INFORMATION SUPPLIED.
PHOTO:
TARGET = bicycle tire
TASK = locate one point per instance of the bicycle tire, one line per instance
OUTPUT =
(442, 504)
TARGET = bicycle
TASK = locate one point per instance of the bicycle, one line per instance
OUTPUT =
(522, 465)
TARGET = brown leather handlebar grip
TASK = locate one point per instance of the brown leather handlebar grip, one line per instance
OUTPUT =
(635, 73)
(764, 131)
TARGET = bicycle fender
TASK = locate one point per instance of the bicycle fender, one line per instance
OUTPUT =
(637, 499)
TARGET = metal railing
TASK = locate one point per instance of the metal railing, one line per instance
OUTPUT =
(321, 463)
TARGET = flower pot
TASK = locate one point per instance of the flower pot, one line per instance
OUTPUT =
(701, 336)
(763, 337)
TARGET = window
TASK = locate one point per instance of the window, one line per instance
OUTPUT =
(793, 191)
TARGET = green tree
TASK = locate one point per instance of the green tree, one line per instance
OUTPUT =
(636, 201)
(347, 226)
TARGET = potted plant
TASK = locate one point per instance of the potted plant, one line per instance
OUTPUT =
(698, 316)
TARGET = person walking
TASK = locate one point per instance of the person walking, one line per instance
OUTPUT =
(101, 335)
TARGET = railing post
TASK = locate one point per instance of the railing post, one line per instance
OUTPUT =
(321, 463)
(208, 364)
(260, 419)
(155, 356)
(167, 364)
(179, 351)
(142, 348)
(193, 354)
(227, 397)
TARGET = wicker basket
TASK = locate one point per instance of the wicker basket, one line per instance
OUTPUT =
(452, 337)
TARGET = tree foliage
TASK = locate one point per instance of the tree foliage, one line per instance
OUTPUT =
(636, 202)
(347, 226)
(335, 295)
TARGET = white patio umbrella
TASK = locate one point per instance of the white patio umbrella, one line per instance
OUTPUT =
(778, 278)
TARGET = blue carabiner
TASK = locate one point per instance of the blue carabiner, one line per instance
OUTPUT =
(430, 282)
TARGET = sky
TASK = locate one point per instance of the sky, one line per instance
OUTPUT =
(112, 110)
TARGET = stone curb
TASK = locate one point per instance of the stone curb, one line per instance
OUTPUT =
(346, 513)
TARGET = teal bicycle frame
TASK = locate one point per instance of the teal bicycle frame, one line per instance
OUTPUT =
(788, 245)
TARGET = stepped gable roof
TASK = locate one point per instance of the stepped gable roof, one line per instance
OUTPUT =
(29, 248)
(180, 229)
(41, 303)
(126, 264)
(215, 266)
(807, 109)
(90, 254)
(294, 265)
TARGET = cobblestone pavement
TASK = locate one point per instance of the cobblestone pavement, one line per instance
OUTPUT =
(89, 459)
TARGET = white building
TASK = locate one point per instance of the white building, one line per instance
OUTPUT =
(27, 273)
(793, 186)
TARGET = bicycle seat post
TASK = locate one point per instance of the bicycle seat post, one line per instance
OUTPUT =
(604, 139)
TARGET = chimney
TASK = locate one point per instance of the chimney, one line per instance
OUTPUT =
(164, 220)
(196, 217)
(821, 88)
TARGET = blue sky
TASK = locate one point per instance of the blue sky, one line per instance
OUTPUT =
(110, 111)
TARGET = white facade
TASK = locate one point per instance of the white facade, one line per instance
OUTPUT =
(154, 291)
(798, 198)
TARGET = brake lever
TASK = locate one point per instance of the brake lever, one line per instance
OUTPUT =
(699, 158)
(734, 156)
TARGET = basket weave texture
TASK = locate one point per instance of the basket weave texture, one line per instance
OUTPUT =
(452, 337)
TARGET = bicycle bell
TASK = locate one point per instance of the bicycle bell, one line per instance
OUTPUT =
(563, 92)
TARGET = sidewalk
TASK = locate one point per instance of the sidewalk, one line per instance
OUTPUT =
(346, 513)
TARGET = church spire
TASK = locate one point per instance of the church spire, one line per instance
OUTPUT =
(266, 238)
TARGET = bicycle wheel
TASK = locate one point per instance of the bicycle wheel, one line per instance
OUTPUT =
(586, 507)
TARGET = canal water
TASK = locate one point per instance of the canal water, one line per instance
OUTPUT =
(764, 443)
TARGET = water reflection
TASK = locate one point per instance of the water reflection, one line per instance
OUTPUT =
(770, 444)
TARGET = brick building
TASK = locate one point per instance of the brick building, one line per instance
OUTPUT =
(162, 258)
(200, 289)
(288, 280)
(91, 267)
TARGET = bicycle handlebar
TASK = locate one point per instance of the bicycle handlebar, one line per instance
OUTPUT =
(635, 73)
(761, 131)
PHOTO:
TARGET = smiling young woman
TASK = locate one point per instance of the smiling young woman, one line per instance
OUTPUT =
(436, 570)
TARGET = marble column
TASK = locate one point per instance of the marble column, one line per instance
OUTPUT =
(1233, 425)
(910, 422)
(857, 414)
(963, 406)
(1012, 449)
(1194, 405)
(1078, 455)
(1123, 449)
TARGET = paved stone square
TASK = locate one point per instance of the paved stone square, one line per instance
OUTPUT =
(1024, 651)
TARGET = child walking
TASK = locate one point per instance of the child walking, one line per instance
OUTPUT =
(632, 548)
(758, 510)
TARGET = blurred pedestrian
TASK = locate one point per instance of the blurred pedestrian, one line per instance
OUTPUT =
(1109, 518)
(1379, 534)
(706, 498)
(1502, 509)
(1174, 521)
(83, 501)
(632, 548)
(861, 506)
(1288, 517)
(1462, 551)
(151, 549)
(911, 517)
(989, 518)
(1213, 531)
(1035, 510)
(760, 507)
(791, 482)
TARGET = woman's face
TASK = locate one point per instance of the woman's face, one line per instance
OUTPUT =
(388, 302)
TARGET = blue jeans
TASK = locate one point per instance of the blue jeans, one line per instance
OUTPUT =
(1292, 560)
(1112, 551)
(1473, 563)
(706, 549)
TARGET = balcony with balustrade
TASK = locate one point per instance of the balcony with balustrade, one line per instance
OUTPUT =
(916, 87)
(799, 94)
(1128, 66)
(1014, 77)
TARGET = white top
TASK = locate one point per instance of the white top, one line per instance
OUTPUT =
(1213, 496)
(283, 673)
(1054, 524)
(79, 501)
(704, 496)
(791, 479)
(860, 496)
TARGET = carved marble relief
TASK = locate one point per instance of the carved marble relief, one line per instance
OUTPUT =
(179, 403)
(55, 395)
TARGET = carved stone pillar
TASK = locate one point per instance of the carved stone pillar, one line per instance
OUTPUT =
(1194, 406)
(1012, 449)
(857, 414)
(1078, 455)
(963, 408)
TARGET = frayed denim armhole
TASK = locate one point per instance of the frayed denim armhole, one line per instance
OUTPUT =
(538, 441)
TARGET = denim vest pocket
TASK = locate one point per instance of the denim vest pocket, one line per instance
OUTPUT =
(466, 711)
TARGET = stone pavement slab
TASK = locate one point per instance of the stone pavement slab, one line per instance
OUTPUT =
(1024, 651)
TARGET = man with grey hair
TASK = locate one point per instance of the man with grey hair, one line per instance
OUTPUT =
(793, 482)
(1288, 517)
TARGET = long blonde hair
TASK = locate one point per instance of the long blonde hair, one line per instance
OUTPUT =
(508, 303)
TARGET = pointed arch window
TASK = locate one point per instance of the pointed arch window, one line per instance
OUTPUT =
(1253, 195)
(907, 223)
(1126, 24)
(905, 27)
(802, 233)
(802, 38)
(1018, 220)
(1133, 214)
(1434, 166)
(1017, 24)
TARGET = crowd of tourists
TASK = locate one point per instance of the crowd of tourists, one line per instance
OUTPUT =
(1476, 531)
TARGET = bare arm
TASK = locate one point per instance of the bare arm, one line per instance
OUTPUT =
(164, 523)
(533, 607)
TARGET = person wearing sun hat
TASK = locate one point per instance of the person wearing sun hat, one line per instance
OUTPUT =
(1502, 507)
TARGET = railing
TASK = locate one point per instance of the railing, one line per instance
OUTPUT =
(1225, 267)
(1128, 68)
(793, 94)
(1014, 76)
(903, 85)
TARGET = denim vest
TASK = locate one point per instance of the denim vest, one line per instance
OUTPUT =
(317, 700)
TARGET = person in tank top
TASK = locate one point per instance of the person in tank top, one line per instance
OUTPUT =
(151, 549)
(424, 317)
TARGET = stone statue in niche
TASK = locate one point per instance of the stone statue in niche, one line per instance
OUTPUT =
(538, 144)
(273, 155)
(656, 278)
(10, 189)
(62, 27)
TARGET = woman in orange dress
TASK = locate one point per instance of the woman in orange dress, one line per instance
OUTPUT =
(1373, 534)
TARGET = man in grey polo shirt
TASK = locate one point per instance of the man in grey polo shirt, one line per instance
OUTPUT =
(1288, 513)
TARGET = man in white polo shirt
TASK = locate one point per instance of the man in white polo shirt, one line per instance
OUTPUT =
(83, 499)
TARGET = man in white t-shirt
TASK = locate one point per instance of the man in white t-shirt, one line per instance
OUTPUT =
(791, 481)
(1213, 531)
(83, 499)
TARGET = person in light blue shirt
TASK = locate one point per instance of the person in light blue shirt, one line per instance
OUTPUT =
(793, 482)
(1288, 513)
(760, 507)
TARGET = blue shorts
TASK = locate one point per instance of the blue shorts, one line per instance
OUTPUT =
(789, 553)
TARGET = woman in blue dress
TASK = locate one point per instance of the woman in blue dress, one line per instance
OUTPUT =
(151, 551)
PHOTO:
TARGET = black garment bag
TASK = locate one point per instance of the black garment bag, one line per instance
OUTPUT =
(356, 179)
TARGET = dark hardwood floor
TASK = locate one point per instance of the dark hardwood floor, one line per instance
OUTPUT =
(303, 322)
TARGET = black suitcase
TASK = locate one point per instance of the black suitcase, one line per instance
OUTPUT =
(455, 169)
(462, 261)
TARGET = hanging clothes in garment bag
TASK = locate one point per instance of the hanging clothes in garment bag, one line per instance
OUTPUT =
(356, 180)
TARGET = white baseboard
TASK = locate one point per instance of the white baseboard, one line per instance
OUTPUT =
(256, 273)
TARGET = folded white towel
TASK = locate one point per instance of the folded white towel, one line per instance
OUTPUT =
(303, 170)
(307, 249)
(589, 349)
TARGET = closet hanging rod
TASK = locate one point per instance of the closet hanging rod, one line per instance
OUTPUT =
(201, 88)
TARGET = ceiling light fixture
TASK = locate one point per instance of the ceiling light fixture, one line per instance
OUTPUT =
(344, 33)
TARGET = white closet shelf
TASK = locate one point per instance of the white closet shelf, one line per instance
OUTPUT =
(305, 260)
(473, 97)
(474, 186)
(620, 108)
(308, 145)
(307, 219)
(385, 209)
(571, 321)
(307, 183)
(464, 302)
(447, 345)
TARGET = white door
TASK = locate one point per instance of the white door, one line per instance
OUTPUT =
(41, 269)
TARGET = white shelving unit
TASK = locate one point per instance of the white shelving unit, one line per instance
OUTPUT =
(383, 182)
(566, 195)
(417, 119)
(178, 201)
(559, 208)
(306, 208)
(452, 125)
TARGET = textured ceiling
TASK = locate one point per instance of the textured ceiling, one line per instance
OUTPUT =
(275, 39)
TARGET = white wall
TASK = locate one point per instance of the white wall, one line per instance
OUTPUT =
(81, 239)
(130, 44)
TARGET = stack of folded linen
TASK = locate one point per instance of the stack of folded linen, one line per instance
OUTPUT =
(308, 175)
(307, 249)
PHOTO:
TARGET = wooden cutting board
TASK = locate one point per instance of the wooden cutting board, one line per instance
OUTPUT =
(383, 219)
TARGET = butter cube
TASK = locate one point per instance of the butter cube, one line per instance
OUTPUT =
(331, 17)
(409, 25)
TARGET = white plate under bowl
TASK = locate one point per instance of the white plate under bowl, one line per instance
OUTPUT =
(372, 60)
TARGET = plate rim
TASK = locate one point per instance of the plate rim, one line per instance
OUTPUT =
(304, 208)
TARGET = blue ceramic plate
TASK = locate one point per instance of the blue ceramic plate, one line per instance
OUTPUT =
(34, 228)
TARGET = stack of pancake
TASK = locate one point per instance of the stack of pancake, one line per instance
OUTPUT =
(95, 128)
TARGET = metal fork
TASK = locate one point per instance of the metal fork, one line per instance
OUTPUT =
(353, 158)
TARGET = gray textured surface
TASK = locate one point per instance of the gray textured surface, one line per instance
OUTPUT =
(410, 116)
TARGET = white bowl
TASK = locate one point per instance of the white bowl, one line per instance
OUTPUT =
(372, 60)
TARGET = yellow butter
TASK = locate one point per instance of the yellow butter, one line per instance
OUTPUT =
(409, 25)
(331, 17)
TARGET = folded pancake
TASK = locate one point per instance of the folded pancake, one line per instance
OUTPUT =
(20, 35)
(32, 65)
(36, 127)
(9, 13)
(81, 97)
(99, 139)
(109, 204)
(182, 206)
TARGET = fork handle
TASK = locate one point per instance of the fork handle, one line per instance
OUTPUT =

GIVEN TASK. Please present the stretch from the line containing "TARGET = folded pancake" through the end of the rows as a Markdown table with columns Nr and Line, numbering each line and leaving out blank lines.

THE SOLUTION.
| Nr | Line |
|---|---|
| 1 | TARGET = folded pancake |
| 2 | TASK = locate one point per instance of the folded pancake, one line per instance |
| 3 | OUTPUT = |
| 4 | (20, 35) |
| 5 | (32, 65) |
| 6 | (36, 127) |
| 7 | (9, 13) |
| 8 | (81, 97) |
| 9 | (99, 139) |
| 10 | (109, 204) |
| 11 | (182, 206) |
| 12 | TARGET = fork handle |
| 13 | TASK = locate one point per instance of the fork handle, one line per instance |
| 14 | OUTPUT = |